>> Begin
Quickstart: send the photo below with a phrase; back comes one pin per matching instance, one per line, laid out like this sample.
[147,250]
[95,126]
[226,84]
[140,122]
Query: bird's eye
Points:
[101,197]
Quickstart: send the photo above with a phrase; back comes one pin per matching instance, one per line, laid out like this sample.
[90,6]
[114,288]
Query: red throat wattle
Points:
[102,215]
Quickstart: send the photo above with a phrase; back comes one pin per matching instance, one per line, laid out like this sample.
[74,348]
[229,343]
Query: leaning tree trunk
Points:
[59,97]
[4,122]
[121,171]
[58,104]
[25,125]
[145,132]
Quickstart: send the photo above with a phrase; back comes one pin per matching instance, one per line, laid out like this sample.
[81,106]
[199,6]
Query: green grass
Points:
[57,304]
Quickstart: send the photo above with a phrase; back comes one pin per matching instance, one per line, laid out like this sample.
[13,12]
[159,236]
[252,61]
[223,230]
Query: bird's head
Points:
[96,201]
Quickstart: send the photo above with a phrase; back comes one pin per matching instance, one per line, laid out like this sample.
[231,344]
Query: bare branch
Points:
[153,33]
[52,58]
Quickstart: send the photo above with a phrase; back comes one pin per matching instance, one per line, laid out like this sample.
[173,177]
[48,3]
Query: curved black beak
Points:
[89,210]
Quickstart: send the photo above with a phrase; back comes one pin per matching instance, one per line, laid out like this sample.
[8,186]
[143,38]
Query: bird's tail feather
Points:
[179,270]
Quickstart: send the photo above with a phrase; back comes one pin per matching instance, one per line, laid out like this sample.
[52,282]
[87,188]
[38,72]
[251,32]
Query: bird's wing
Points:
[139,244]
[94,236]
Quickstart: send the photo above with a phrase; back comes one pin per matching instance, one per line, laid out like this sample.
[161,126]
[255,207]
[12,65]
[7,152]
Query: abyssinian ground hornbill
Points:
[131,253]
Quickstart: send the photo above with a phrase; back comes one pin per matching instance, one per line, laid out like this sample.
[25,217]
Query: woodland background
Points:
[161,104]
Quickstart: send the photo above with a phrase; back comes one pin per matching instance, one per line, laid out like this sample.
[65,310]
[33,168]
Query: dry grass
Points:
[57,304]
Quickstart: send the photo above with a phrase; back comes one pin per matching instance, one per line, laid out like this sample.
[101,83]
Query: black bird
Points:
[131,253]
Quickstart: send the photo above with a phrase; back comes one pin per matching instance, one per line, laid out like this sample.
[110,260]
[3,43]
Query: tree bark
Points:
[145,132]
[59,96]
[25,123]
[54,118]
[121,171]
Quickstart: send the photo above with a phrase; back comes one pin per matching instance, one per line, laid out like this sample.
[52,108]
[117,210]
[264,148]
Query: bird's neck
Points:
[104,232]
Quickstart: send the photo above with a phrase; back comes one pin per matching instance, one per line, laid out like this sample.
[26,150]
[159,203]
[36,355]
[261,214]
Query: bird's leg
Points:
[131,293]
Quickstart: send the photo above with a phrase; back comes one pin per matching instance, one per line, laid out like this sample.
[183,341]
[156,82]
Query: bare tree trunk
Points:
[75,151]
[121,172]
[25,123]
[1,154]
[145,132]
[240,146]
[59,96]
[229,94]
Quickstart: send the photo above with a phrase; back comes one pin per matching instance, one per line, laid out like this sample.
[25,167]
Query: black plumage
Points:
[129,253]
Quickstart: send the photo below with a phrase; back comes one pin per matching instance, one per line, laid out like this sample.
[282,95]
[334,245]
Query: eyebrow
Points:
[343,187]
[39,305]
>> End
STATED EXERCISE = Copy out the whole listing exactly as written.

FINISHED ANSWER =
Quickstart: send the photo below with a phrase; back comes one pin per matching instance, one per line, laid out like this sample.
[147,250]
[95,126]
[226,84]
[140,122]
Query: bird's eye
Points:
[101,197]
Quickstart: send the photo above with a phrase; back comes one pin per matching instance, one per line, laid out like this sample.
[90,6]
[114,288]
Query: red throat wattle
Points:
[102,215]
Quickstart: send the photo above with a phrase; back comes one pin per matching instance, one per line, laid out like this sample.
[74,348]
[229,343]
Query: leaning tree trunk
Points:
[59,97]
[4,122]
[121,171]
[58,104]
[25,125]
[145,132]
Quickstart: send the photo above with a phrase; back comes one pin per matching instance, one per line, laid out like this sample.
[81,106]
[199,6]
Query: green grass
Points:
[57,304]
Quickstart: send the photo above with a phrase; back comes one pin per matching instance, one per line, laid out like this sample.
[13,12]
[159,236]
[252,61]
[223,230]
Query: bird's head
Points:
[96,201]
Quickstart: send the photo above with a phrase; back comes one pin per matching instance, one per line, laid out like this sample.
[231,344]
Query: bare branch
Points:
[153,33]
[52,58]
Quickstart: send the photo above with a phrase; back comes one pin per matching instance, one per line, laid out like this sample.
[173,177]
[48,3]
Query: curved black beak
Points:
[89,210]
Quickstart: send the photo above with a phrase; back comes one pin per matching instance, one per line, laid out like this sample.
[8,186]
[143,38]
Query: bird's tail feather
Points:
[179,270]
Quickstart: send the photo above with a phrase; back comes one pin per matching instance, one per line, laid out like this sample.
[52,282]
[87,188]
[38,72]
[251,32]
Query: bird's wing
Points:
[139,244]
[94,236]
Quickstart: send the photo above with a phrase; back comes one pin per matching instance, one per line, laid out like this sample.
[161,126]
[255,207]
[12,65]
[7,152]
Query: abyssinian ground hornbill
Points:
[131,253]
Quickstart: send the photo above with a phrase; back comes one pin per matching instance, one per line, laid out like this sample.
[25,217]
Query: woodland background
Points:
[161,104]
Quickstart: send the photo above with a phrase; back comes one pin per matching instance, one per line, laid out like this sample.
[65,310]
[33,168]
Query: dry grass
Points:
[57,304]
Quickstart: send the photo above with a phrase; back comes one pin per matching instance, one per line, laid out like this sample.
[101,83]
Query: black bird
Points:
[131,253]
Quickstart: send the photo above with a phrase; back comes one pin per matching instance, one per line, laid out like this sample.
[110,260]
[3,43]
Query: tree bark
Points:
[145,132]
[59,96]
[25,123]
[54,118]
[121,171]
Quickstart: send the photo above with a phrase; back comes one pin per matching instance, one per line, laid out like this sample.
[52,108]
[117,210]
[264,148]
Query: bird's neck
Points:
[104,232]
Quickstart: send the photo above with a phrase; back comes one pin per matching instance, one per line, laid out like this sample.
[26,150]
[159,203]
[36,355]
[261,214]
Query: bird's leg
Points:
[131,293]
Quickstart: send the photo above with a phrase; back comes one pin per matching instance, one per line, laid out like this sample.
[183,341]
[156,82]
Query: bare tree trunk
Points:
[75,151]
[121,172]
[25,123]
[1,154]
[145,132]
[240,146]
[59,96]
[229,94]
Quickstart: send the photo above with a phrase; back comes one pin per matching instance, one per line, laid out like this sample.
[25,167]
Query: black plumage
Points:
[129,253]
Quickstart: send the photo below with a phrase; back comes one pin per matching instance, one per line, laid out like this sample.
[282,95]
[334,245]
Query: eyebrow
Points:
[343,187]
[39,305]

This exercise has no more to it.